YOUR TASKS:
[1] According to the Iraq War passage, how many veterans were injured seriously enough to go to hospital?
[2] Reproduce the Iraq War passage word for word, starting at "7. The long" and ending at "certain inalienable rights.".

TEXT BLOCK:
◇ ◇ ◇ ◇ ◇ ◇ ◇

5. The US, which once prosecuted Japanese generals for water-boarding, and which had laws against torture and against assassination, became an international symbol of torture pornography when some of the Abu Ghraib photographs of the mistreatment of Iraqi prisoners were released. I talked to a US embassy official charged in the middle of the last decade with upbraiding Uzbekistan’s Islam Karimov for his use of torture; the diplomat knew that Abu Ghraib had pulled the rug out from under him.

6. The motives of the US in attacking Iraq were presumed by the rest of the world to be getting that country’s petroleum on the world market. That the most powerful country in the world might just fall upon any victim it chose alarmed other nations and provoked their suspicions. China all of a sudden wanted an aircraft carrier group. Those already inclined to see the US as imperialist, like Venezuela’s Hugo Chavez, were were given proof they were right. Iran’s insistence on maintaining a nuclear enrichment program, even a non-military one, certainly has to do with the deterrent effect of nuclear latency (knowing how to quickly throw together a warhead). TheBrazilian nuclear submarine program is aimed in part at protecting its natural resources from being summarily looted by Washington.

7. The long Iraq War did much more than the 9/11 attacks to promote Islamophobia and to make promoting hatred and fear of Muslims a common political tactic by American politicians, especially on the Right. The Civil Rights movement of the 1960s had for decades succeeded in stigmatizing openly racist speech in public. TV and radio personalities have even had to resign for speaking in a prejudiced way. But after all those years fighting Muslims in Iraq, the US establishment has decided that it is all right to bring back the language of bias when speaking of Arabs and Muslims, thus debasing our American values, which proclaim that all men are created equal and all are endowed by their Creators with certain inalienable rights.

8. The Iraq War allowed Iran to rise as a regional power, so that a Tehran-Baghdad-Damascus-Beirut political axis was created. This alignment is visible in the Syria conflict, with Iran and its allies attempting to prop up Syria’s ruling elite (which adheres to the Alawi sect of Shiite Islam). This Iranian geopolitical dominance exacerbated sectarian conflict throughout the region, with militant Sunnis striking back at ascendant Shiites, contributing to a destabilization of the region.

9. The financial cost of the Iraq War to the US will rise over time into the trillions. This cost derives in large part from the need to treat the thousands of Iraq War veterans who were injured by roadside bombs, and who have damaged limbs, spines and/or brains. Some 33,000 vets were injured seriously enough to go to hospital, a number seldom mentioned when the over 4,000 soldiers killed are eulogized. (Dead and wounded contractors are also seldom mentioned).

10. If the Iraqi government does ever manage to get its act together enough to produce substantially more petroleum, that will hurt green energy by lowering the cost of hydrocarbons, and so will contribute to ever more global warming. The US would have been much better off with high oil prices, encouraging consumers to move to electric vehicles powered by solar panels and wind. The oil men who plotted out the invasion of Iraq were attempting to put the price of oil back down to $14 a barrel, according to Rupert Murdoch. They failed, but whatever success they had is bad for the world.

◇ ◇ ◇ ◇ ◇ ◇ ◇

Stored data entries
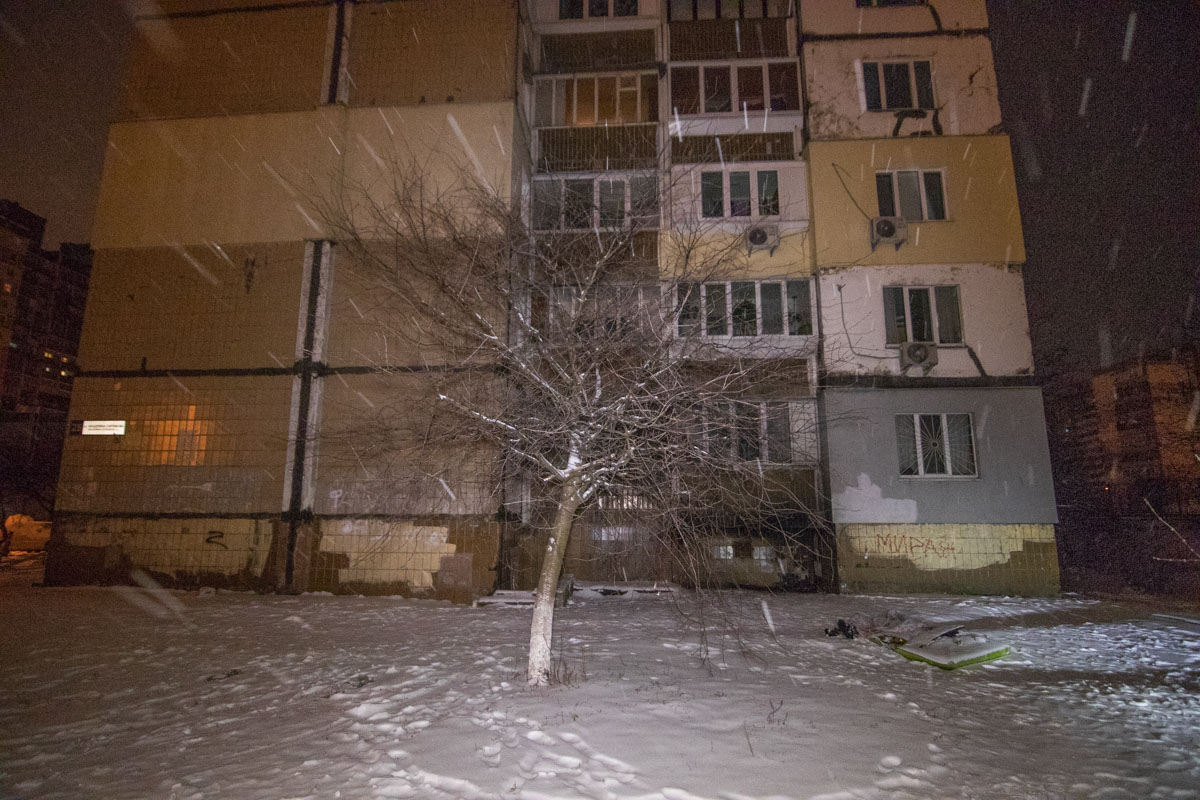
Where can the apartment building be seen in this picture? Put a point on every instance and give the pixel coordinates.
(41, 314)
(225, 348)
(939, 464)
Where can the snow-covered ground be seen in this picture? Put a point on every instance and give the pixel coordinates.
(139, 693)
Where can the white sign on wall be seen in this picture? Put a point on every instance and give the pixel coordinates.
(103, 428)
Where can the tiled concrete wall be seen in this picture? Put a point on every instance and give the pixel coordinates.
(239, 305)
(967, 559)
(384, 450)
(204, 445)
(234, 553)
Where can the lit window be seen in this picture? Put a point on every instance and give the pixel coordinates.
(935, 444)
(911, 193)
(762, 202)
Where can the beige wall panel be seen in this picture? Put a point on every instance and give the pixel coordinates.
(202, 445)
(983, 217)
(431, 52)
(223, 179)
(448, 144)
(843, 17)
(193, 307)
(262, 178)
(383, 450)
(964, 86)
(226, 64)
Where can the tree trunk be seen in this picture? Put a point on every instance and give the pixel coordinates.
(543, 626)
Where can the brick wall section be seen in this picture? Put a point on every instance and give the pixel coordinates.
(957, 559)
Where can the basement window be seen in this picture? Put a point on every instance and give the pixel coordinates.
(894, 85)
(936, 445)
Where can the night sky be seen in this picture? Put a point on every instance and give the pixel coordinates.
(1109, 182)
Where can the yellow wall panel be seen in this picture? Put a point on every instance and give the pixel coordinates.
(983, 221)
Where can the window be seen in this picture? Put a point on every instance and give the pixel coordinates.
(744, 88)
(761, 202)
(751, 431)
(892, 85)
(935, 444)
(613, 311)
(587, 203)
(881, 4)
(574, 8)
(745, 308)
(597, 100)
(911, 193)
(923, 314)
(690, 10)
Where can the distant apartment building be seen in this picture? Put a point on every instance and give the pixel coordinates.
(41, 316)
(853, 151)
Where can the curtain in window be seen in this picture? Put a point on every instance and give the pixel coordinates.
(906, 445)
(961, 444)
(933, 444)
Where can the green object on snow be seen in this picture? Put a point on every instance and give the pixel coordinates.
(954, 650)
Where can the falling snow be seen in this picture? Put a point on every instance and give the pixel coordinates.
(142, 692)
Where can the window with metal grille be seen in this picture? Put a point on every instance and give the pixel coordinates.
(936, 445)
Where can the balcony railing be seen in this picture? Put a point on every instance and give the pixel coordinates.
(598, 148)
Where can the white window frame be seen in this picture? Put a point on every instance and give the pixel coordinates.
(723, 429)
(780, 8)
(702, 322)
(913, 91)
(611, 11)
(736, 103)
(727, 198)
(561, 86)
(924, 198)
(649, 221)
(918, 446)
(935, 320)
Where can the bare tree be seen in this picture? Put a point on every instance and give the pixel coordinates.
(570, 353)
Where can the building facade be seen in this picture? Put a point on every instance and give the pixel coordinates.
(851, 150)
(41, 316)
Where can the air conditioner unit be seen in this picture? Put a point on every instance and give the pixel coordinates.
(918, 354)
(762, 238)
(888, 230)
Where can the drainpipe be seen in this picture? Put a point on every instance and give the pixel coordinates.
(823, 483)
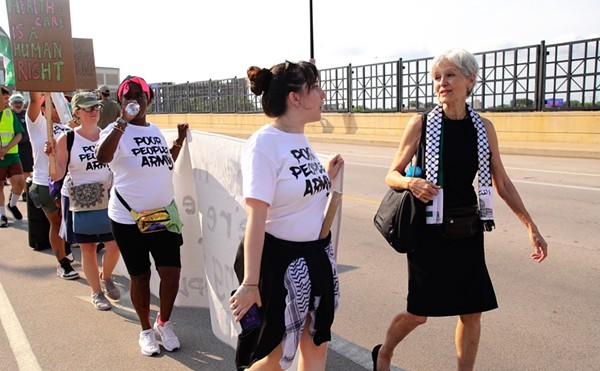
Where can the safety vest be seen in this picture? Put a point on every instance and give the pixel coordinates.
(7, 130)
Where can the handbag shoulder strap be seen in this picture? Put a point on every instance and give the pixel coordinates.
(123, 201)
(70, 140)
(421, 149)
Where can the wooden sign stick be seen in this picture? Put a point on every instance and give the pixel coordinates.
(50, 130)
(332, 205)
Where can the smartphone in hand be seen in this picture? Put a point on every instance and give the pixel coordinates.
(251, 319)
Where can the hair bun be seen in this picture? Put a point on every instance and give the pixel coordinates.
(260, 79)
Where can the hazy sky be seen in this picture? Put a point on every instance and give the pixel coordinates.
(196, 40)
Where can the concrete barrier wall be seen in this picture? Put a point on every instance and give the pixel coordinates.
(538, 127)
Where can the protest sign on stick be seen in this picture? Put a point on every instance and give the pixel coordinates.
(42, 49)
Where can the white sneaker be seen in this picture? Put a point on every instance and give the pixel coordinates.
(168, 337)
(100, 301)
(148, 343)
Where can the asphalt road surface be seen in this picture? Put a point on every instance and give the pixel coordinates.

◇ ◇ ◇ ◇ ◇ ◇ ◇

ANSWERS BY TASK:
[1] Some 33,000 veterans.

[2]
7. The long Iraq War did much more than the 9/11 attacks to promote Islamophobia and to make promoting hatred and fear of Muslims a common political tactic by American politicians, especially on the Right. The Civil Rights movement of the 1960s had for decades succeeded in stigmatizing openly racist speech in public. TV and radio personalities have even had to resign for speaking in a prejudiced way. But after all those years fighting Muslims in Iraq, the US establishment has decided that it is all right to bring back the language of bias when speaking of Arabs and Muslims, thus debasing our American values, which proclaim that all men are created equal and all are endowed by their Creators with certain inalienable rights.